**GIVEN DATA:**
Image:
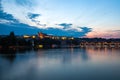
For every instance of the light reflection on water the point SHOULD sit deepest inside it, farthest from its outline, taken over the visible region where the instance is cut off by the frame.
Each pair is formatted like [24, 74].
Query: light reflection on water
[62, 64]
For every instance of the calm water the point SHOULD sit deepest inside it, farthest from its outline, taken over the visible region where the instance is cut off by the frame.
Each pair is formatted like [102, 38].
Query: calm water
[62, 64]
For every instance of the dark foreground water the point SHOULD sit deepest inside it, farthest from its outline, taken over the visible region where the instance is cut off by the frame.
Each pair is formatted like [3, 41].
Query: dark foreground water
[62, 64]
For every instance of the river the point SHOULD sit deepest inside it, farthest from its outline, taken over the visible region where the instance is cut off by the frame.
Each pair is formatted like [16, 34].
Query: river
[61, 64]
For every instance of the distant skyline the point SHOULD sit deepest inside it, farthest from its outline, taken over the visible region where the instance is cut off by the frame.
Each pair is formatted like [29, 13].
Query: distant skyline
[77, 18]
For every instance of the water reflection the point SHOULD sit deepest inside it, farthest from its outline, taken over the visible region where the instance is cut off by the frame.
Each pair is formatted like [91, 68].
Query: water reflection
[61, 64]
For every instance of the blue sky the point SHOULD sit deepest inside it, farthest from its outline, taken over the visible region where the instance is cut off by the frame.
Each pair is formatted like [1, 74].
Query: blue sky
[88, 18]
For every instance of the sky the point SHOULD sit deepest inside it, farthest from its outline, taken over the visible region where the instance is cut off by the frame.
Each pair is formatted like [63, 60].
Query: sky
[77, 18]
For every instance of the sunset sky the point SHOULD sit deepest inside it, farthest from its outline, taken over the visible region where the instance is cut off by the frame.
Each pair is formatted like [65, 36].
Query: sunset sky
[78, 18]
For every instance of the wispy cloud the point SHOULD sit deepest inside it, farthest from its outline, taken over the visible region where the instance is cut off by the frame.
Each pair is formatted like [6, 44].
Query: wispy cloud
[25, 21]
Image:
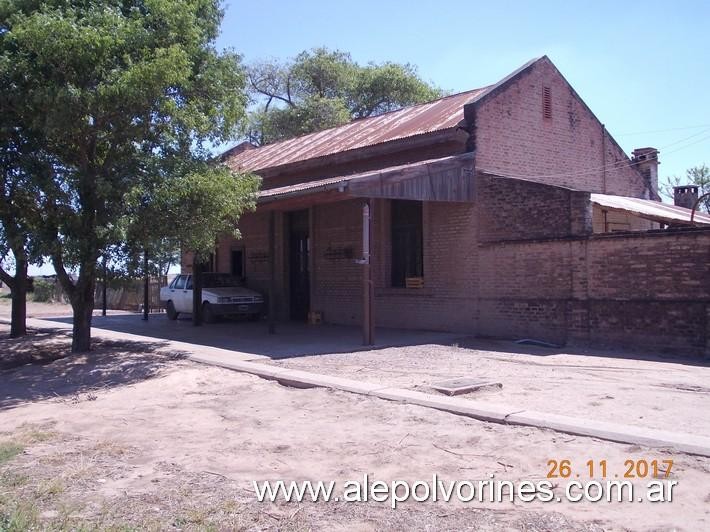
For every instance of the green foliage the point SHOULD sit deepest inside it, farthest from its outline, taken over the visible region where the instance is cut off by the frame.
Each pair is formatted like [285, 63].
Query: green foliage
[200, 205]
[44, 290]
[323, 88]
[120, 97]
[696, 175]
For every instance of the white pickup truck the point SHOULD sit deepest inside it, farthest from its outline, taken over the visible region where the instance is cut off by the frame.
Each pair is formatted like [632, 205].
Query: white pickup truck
[222, 294]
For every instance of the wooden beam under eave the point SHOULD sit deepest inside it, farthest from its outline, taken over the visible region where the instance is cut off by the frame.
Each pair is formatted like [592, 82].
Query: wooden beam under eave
[305, 201]
[451, 180]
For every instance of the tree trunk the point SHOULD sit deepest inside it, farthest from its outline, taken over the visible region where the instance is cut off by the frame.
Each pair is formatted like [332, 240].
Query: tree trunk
[83, 307]
[196, 292]
[146, 287]
[18, 324]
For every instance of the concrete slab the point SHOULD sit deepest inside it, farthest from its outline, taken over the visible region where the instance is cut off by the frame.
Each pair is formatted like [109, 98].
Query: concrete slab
[687, 443]
[465, 407]
[464, 385]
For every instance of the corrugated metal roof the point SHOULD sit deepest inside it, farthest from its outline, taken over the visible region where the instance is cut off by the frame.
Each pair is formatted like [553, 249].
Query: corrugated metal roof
[652, 210]
[304, 188]
[444, 113]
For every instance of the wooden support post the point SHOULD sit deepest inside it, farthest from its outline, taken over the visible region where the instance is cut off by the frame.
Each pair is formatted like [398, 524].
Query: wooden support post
[146, 287]
[368, 313]
[104, 304]
[197, 267]
[272, 272]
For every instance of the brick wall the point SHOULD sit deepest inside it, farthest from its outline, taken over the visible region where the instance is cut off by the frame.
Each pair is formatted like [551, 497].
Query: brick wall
[511, 209]
[513, 138]
[619, 290]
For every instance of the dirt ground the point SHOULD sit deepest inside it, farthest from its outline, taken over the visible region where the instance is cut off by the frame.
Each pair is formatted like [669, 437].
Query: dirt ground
[132, 436]
[648, 391]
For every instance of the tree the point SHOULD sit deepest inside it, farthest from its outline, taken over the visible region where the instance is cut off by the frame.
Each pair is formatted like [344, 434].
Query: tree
[696, 175]
[323, 88]
[119, 92]
[188, 213]
[19, 217]
[206, 203]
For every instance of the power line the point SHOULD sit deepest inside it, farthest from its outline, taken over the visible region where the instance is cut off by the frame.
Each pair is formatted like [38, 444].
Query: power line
[661, 130]
[615, 165]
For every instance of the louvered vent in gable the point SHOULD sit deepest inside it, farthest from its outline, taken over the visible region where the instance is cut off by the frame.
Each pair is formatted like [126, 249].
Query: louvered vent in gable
[546, 103]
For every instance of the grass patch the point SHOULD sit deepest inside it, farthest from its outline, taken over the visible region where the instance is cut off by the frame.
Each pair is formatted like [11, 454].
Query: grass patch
[19, 517]
[9, 450]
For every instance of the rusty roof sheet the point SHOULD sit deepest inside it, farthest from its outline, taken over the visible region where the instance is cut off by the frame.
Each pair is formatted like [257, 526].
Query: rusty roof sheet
[444, 113]
[649, 209]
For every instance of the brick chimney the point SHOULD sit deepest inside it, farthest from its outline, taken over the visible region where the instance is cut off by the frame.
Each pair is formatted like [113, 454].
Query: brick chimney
[646, 160]
[685, 196]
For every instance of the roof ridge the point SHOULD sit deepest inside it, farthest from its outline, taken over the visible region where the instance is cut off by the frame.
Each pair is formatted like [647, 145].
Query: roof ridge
[361, 120]
[408, 121]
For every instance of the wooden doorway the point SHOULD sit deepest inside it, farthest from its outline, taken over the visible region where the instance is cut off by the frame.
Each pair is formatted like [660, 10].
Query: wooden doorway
[299, 274]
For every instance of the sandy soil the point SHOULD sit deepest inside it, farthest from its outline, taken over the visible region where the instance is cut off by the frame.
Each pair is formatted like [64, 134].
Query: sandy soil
[658, 393]
[135, 436]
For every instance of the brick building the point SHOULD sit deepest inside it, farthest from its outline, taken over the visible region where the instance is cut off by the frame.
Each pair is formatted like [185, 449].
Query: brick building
[504, 211]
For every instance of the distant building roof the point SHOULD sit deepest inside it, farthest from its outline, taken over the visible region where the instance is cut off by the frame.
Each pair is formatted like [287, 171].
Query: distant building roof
[651, 210]
[438, 115]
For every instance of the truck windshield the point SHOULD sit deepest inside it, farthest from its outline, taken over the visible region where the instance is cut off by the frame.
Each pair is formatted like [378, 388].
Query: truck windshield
[219, 280]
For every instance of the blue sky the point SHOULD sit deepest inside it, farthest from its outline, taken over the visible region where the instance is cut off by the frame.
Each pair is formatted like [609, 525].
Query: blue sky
[642, 67]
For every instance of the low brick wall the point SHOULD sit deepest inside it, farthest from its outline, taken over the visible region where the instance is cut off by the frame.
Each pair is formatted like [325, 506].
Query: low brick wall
[627, 290]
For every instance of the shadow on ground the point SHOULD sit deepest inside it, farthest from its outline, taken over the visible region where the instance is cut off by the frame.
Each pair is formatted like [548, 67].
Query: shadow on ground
[41, 366]
[294, 339]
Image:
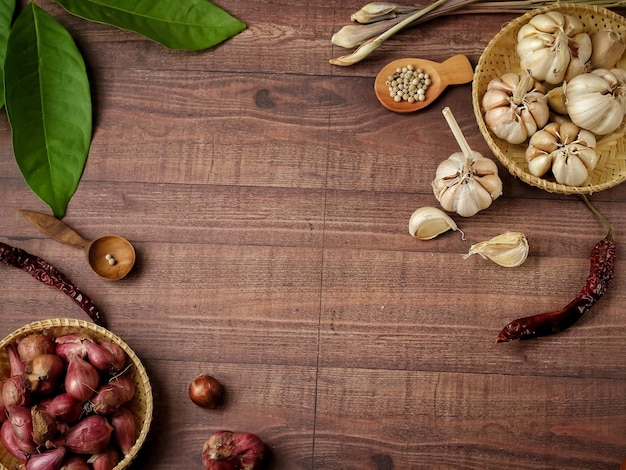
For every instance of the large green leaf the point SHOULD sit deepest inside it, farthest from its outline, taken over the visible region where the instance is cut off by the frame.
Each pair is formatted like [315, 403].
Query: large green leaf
[7, 7]
[48, 103]
[177, 24]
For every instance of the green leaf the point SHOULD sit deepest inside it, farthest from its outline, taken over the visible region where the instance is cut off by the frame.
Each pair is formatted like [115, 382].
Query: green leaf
[177, 24]
[48, 103]
[7, 7]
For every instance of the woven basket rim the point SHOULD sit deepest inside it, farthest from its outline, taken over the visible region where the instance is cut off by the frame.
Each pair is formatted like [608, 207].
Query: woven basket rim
[513, 167]
[71, 323]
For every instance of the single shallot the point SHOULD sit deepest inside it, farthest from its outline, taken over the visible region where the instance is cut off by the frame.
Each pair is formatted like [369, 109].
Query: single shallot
[15, 391]
[64, 408]
[76, 462]
[17, 366]
[81, 379]
[44, 373]
[91, 435]
[48, 460]
[44, 425]
[112, 395]
[21, 421]
[226, 450]
[11, 442]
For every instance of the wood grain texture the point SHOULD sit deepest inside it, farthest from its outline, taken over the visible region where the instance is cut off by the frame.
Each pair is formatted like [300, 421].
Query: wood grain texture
[268, 195]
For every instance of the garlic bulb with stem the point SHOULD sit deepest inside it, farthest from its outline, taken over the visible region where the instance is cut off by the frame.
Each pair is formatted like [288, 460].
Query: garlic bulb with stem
[428, 222]
[596, 100]
[564, 148]
[509, 249]
[466, 182]
[553, 47]
[515, 106]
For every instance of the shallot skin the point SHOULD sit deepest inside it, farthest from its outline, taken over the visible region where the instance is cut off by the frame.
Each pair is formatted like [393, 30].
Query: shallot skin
[227, 450]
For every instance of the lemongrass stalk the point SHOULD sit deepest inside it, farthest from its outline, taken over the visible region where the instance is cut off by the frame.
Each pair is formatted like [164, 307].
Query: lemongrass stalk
[377, 11]
[353, 35]
[368, 47]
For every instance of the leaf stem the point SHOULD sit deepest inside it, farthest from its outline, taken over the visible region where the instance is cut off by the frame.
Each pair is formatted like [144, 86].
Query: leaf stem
[460, 138]
[368, 47]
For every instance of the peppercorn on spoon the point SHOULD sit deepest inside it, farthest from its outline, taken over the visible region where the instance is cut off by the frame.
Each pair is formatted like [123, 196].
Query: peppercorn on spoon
[457, 70]
[110, 256]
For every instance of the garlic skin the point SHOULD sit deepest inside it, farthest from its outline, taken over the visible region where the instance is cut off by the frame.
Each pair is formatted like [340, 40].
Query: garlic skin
[427, 223]
[467, 186]
[515, 107]
[509, 249]
[466, 182]
[607, 48]
[565, 149]
[549, 42]
[596, 100]
[556, 100]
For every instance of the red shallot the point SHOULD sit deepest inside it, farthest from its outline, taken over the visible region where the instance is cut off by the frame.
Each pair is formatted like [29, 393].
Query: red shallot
[205, 391]
[11, 442]
[34, 344]
[118, 356]
[64, 408]
[226, 450]
[112, 395]
[44, 425]
[21, 421]
[71, 343]
[81, 379]
[48, 460]
[17, 366]
[3, 407]
[15, 392]
[91, 435]
[44, 373]
[76, 462]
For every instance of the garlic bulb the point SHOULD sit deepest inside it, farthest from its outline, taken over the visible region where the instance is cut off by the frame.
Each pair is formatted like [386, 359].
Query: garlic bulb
[466, 182]
[607, 47]
[565, 149]
[553, 47]
[596, 100]
[515, 107]
[509, 249]
[429, 222]
[556, 100]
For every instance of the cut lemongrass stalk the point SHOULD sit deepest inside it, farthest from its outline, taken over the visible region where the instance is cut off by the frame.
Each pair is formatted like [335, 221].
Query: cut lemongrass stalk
[368, 47]
[458, 134]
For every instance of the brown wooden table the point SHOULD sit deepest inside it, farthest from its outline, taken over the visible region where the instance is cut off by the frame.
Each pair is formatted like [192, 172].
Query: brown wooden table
[268, 193]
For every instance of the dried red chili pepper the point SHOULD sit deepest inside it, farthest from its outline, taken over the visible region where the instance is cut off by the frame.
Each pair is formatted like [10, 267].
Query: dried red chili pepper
[49, 275]
[600, 275]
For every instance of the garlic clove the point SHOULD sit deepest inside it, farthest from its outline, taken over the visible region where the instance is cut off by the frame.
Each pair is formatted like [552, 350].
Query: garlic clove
[509, 249]
[556, 100]
[607, 47]
[427, 223]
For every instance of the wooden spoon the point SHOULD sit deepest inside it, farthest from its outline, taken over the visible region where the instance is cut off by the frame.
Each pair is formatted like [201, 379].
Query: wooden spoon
[454, 71]
[110, 256]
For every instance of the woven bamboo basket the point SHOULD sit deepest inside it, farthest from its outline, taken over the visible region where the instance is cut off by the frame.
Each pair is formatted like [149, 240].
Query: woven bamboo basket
[500, 57]
[141, 405]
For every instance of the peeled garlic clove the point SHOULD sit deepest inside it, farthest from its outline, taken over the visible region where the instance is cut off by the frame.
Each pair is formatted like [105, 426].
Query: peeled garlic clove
[428, 222]
[509, 249]
[607, 48]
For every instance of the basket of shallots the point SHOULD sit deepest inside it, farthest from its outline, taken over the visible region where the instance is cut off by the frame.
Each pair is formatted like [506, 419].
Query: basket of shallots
[73, 395]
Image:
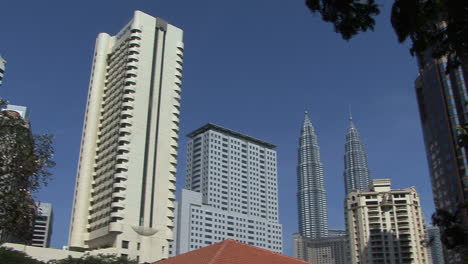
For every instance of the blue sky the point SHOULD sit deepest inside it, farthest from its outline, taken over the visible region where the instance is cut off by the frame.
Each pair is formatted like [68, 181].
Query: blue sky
[251, 66]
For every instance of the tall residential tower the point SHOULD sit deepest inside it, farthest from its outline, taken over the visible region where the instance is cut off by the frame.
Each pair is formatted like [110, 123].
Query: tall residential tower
[442, 98]
[125, 185]
[356, 173]
[311, 196]
[385, 225]
[2, 69]
[231, 191]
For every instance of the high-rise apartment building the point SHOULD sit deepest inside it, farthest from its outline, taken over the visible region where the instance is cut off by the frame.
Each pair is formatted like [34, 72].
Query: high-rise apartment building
[231, 191]
[124, 194]
[42, 232]
[323, 250]
[385, 225]
[435, 245]
[442, 101]
[356, 173]
[2, 69]
[311, 196]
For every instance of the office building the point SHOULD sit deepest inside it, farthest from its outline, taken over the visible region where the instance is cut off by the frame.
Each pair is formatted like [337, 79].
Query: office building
[311, 196]
[42, 232]
[2, 69]
[385, 225]
[323, 250]
[336, 232]
[435, 245]
[442, 101]
[356, 173]
[231, 252]
[125, 185]
[231, 191]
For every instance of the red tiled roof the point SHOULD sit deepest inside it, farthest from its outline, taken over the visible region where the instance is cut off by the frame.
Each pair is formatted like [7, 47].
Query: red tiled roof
[231, 252]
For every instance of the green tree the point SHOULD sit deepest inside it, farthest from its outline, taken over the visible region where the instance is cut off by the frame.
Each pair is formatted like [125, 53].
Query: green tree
[25, 163]
[441, 25]
[99, 259]
[10, 256]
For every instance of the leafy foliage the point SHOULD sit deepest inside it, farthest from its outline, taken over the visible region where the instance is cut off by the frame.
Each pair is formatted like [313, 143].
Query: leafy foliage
[99, 259]
[25, 163]
[438, 25]
[454, 235]
[10, 256]
[349, 17]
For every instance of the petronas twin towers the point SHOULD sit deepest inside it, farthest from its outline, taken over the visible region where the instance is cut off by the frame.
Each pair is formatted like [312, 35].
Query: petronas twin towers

**WORK ITEM:** Among the records above, a stretch begins at the line containing "For every instance of the brown" and ends at the line containing "For every instance of the wooden spoon". Restate that stretch word for word, and nothing else.

**SOLUTION TO THE PROBLEM:**
For every instance of the brown wooden table the point SHOULD sit deepest inside it, farthest from its outline, taken over the visible region where the instance is cut off by the frame.
Each pair is formatted like [192, 172].
Query: brown wooden table
[268, 193]
For every instance of the dried red chili pepper the point SHOULD sit deepest inside it, farthest from its outline, taken over the visible region where the instance is cut off by the frame.
Each pair is formatted like [10, 267].
Query: dried red chili pepper
[49, 275]
[600, 275]
For every instance of the garlic clove the point SHOULD sit deepest inside it, farthest from its outline, taken over the visible region where the instance is cut off by the frame.
Each pair is formatted like [552, 350].
Query: garlic clove
[509, 249]
[556, 100]
[607, 47]
[427, 223]
For every instance of the wooden spoon the point SHOULD sit deepest inside it, farthest from its outline, taken over the visible region where the instance is cut off by the frame.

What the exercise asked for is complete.